*PROBLEM STATEMENT*
Reproduce the data word for word from the line containing "point: white barrier" through the line containing "Target: white barrier wall", both included, and leave out the pictures.

*DATA LISTING*
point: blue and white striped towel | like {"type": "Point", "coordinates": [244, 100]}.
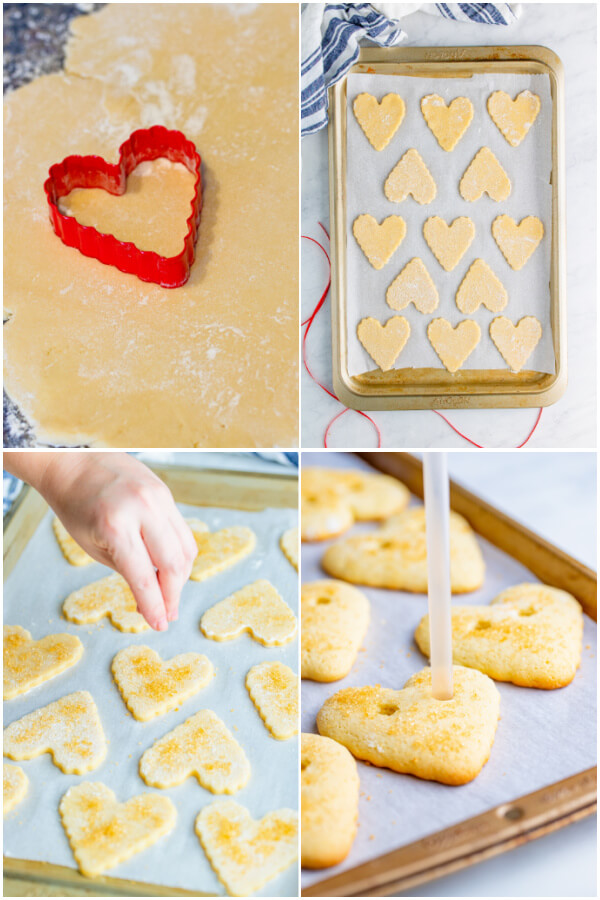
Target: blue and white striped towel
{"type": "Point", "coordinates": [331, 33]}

---

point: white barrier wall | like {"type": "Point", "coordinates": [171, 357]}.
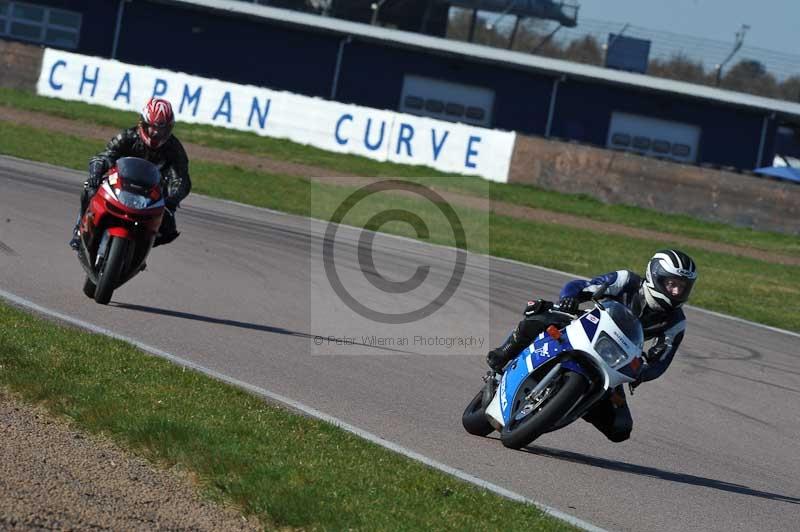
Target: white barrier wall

*WRITTEN SOLUTION*
point: white barrier wall | like {"type": "Point", "coordinates": [171, 357]}.
Target: white barrier wall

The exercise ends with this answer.